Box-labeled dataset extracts
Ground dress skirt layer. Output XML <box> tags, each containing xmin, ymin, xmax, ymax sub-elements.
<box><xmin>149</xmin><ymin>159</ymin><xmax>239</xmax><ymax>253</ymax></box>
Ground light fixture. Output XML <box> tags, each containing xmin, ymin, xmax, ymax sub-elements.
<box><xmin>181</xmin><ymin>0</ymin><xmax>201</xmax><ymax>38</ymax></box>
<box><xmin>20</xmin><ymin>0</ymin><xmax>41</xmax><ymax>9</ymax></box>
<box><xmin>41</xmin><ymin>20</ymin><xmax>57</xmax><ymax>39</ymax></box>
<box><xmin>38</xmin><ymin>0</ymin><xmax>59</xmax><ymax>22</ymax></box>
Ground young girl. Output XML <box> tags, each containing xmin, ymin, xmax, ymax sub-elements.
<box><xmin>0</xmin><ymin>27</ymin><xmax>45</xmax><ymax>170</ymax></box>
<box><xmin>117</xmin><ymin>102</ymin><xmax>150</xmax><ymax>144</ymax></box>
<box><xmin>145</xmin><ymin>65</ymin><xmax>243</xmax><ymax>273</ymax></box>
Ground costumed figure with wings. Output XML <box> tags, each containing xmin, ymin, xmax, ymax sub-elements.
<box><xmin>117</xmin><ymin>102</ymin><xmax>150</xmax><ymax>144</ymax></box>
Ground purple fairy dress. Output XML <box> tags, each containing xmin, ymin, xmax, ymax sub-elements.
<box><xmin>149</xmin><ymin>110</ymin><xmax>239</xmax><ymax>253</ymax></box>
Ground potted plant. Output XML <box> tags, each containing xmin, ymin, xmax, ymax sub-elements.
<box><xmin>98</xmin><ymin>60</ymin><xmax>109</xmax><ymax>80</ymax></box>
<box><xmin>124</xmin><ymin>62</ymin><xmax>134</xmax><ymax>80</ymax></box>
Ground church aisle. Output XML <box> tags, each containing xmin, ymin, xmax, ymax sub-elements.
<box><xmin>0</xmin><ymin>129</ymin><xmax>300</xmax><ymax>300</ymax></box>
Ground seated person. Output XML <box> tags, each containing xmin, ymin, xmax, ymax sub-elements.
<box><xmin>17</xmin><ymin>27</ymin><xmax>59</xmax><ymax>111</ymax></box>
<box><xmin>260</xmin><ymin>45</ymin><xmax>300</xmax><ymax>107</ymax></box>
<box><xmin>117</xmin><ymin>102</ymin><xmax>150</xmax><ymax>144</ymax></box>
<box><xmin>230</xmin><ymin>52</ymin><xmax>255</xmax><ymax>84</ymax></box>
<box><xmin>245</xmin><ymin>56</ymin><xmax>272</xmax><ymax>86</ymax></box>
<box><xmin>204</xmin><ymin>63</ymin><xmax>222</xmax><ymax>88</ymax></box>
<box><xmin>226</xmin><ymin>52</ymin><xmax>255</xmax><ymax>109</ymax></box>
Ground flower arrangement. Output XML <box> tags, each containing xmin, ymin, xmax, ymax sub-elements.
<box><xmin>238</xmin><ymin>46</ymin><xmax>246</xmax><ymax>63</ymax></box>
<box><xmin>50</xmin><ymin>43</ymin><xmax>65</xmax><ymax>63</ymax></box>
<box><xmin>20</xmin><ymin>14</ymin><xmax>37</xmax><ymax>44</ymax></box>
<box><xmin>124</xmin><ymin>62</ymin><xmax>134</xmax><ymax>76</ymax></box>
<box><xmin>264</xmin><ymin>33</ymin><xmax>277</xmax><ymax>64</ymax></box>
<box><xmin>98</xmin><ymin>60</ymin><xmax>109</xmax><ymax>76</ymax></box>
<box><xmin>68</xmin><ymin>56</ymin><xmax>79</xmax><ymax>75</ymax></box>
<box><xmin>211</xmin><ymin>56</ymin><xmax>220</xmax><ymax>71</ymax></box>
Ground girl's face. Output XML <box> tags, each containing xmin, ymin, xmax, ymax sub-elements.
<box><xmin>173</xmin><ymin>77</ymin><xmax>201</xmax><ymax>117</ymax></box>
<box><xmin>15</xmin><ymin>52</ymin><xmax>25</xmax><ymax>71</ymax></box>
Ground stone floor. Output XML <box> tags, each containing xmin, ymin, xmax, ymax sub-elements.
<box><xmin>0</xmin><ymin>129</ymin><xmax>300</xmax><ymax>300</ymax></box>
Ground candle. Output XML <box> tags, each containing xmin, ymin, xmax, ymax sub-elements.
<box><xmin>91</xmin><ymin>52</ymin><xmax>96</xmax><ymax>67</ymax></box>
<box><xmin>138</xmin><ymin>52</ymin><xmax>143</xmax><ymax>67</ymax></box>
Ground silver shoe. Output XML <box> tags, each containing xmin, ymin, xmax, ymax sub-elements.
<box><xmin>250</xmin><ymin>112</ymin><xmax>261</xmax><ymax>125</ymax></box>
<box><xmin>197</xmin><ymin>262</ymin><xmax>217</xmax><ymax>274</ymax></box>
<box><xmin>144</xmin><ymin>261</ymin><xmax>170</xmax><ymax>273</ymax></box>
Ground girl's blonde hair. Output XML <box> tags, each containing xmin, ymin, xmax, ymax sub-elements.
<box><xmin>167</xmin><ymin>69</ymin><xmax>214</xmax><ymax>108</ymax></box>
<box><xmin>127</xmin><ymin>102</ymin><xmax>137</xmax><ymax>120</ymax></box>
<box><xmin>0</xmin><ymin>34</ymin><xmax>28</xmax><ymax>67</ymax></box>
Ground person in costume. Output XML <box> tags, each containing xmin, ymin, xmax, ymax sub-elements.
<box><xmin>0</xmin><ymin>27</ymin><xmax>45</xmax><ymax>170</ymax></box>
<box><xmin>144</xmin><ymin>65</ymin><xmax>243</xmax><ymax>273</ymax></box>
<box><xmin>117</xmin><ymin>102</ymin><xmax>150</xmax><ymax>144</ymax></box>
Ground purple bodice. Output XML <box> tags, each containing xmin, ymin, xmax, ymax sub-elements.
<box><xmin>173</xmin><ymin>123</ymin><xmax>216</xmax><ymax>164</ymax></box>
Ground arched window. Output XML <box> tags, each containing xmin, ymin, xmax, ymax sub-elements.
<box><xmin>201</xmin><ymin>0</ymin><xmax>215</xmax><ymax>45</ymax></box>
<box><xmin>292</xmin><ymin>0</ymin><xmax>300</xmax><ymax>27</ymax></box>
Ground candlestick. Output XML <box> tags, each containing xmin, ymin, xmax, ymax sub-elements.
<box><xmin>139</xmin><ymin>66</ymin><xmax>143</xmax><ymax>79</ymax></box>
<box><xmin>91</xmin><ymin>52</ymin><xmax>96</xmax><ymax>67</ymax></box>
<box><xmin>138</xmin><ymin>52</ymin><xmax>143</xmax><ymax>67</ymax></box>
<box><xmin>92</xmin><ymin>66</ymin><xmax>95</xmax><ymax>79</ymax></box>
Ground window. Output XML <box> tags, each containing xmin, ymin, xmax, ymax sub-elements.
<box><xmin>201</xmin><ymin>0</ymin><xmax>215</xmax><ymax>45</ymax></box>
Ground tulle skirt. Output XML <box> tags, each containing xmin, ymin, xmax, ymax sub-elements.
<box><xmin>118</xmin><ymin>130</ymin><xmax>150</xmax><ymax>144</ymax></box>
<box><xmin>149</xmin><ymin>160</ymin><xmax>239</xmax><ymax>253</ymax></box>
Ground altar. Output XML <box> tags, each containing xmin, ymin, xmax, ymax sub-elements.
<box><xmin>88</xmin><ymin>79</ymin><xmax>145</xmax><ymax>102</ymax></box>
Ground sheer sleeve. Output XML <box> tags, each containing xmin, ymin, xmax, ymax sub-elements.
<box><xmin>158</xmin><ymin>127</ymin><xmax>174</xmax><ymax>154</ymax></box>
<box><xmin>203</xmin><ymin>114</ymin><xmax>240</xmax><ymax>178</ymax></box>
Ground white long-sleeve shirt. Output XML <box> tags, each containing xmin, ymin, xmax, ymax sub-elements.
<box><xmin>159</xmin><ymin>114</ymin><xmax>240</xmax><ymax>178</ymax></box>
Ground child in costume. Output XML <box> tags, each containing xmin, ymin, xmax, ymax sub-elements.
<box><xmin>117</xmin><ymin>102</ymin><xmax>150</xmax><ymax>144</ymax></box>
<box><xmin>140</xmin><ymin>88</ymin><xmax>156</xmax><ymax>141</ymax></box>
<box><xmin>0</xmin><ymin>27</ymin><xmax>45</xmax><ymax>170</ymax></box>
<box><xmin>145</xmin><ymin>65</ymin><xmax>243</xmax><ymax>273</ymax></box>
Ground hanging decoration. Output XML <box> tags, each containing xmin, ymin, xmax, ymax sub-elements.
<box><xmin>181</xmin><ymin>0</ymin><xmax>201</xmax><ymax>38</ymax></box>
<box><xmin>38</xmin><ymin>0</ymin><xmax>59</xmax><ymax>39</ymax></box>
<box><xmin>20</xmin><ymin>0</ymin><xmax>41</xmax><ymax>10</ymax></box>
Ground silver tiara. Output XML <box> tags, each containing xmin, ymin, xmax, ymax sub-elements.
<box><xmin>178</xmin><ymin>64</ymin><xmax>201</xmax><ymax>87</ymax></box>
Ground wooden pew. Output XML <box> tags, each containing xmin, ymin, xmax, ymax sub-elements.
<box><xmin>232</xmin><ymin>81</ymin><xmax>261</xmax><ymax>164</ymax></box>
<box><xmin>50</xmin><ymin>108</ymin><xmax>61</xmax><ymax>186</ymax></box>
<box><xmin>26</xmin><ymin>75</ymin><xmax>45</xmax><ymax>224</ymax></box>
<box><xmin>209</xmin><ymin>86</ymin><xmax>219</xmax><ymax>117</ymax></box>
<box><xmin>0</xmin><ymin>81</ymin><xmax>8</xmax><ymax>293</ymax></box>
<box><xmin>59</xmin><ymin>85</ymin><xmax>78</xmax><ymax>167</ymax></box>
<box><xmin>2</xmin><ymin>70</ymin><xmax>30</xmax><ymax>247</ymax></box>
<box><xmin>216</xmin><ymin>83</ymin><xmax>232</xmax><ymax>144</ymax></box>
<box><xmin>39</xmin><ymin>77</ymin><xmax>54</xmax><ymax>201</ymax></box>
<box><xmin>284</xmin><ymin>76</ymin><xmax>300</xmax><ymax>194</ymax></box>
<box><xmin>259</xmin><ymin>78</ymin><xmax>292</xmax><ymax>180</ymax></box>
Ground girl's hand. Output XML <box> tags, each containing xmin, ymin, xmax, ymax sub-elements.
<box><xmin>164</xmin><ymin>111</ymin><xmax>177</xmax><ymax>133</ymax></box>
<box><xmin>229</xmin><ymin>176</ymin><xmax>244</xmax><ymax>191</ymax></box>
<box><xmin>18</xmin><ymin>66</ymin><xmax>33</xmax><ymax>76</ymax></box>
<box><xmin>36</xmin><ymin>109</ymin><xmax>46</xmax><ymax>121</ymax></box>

STATED TASK:
Set down only these lines, exactly: the line containing "Ground silver tiara." and each line after it, through the end of the listing.

ANSWER TO THIS PROBLEM:
Ground silver tiara. Output XML <box> tags, each containing xmin, ymin, xmax, ymax sub-elements.
<box><xmin>178</xmin><ymin>64</ymin><xmax>201</xmax><ymax>87</ymax></box>
Ground wooden pew. Output XML <box> tags, each containing xmin, ymin, xmax, ymax sub-elements.
<box><xmin>232</xmin><ymin>81</ymin><xmax>261</xmax><ymax>164</ymax></box>
<box><xmin>50</xmin><ymin>108</ymin><xmax>61</xmax><ymax>186</ymax></box>
<box><xmin>26</xmin><ymin>75</ymin><xmax>45</xmax><ymax>224</ymax></box>
<box><xmin>209</xmin><ymin>86</ymin><xmax>219</xmax><ymax>117</ymax></box>
<box><xmin>0</xmin><ymin>81</ymin><xmax>8</xmax><ymax>293</ymax></box>
<box><xmin>59</xmin><ymin>85</ymin><xmax>78</xmax><ymax>167</ymax></box>
<box><xmin>2</xmin><ymin>70</ymin><xmax>30</xmax><ymax>247</ymax></box>
<box><xmin>216</xmin><ymin>83</ymin><xmax>232</xmax><ymax>144</ymax></box>
<box><xmin>39</xmin><ymin>77</ymin><xmax>54</xmax><ymax>201</ymax></box>
<box><xmin>284</xmin><ymin>76</ymin><xmax>300</xmax><ymax>194</ymax></box>
<box><xmin>259</xmin><ymin>78</ymin><xmax>292</xmax><ymax>180</ymax></box>
Ground girl's hand. Output XML <box> tags, each containing xmin, ymin, xmax, ymax sub-elements.
<box><xmin>164</xmin><ymin>111</ymin><xmax>177</xmax><ymax>133</ymax></box>
<box><xmin>229</xmin><ymin>176</ymin><xmax>244</xmax><ymax>191</ymax></box>
<box><xmin>18</xmin><ymin>66</ymin><xmax>33</xmax><ymax>76</ymax></box>
<box><xmin>36</xmin><ymin>109</ymin><xmax>46</xmax><ymax>121</ymax></box>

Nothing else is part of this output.